▸ TASK TO COMPLETE:
Could you repeat the part of the records that opens with the line containing "Objective: for every instance of the white front" and runs through the end, swapping "white front door" for "blue front door" and leaving all else unchanged?

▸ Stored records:
○ ○ ○ ○ ○ ○ ○

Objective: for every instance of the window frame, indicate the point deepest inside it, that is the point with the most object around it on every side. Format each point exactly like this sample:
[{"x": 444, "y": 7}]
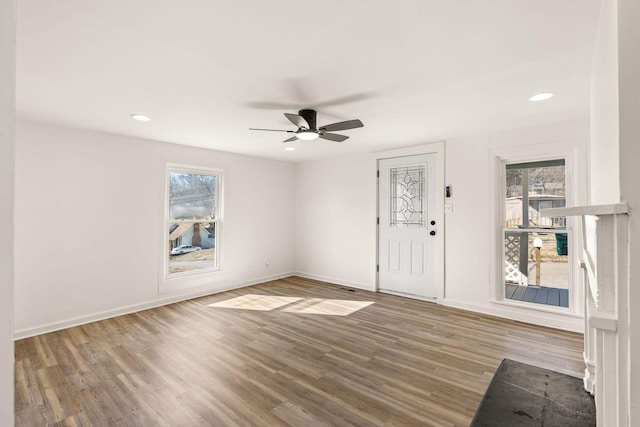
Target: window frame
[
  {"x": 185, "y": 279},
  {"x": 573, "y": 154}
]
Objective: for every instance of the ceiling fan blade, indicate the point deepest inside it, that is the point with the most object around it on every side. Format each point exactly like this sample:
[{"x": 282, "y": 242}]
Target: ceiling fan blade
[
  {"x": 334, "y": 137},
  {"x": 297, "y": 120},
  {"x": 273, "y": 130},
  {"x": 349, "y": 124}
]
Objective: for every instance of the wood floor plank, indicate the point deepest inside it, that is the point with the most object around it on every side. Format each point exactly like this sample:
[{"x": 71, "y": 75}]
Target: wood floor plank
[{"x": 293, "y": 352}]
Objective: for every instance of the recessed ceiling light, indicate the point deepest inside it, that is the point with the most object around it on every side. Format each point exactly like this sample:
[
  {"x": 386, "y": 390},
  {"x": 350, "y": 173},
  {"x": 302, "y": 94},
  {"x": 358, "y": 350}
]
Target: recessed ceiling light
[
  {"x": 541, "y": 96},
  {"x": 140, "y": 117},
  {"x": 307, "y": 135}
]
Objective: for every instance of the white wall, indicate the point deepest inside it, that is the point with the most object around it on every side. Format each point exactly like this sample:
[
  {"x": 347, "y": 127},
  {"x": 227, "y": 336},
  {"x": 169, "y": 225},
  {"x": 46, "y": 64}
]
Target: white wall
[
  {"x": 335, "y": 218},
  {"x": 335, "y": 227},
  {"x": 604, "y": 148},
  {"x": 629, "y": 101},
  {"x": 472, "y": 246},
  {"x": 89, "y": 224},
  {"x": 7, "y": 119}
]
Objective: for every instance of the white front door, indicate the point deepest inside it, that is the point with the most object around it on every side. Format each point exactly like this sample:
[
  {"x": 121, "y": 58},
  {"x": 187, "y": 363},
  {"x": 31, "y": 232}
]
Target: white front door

○ ○ ○ ○ ○ ○ ○

▸ ANSWER TO THE EXERCISE:
Objective: for every instance of the blue front door, indicate the point deepest inside it, that is the point with the most object around it on every side. Format each point exactly like this sample:
[
  {"x": 121, "y": 58},
  {"x": 187, "y": 363},
  {"x": 31, "y": 232}
]
Target: blue front door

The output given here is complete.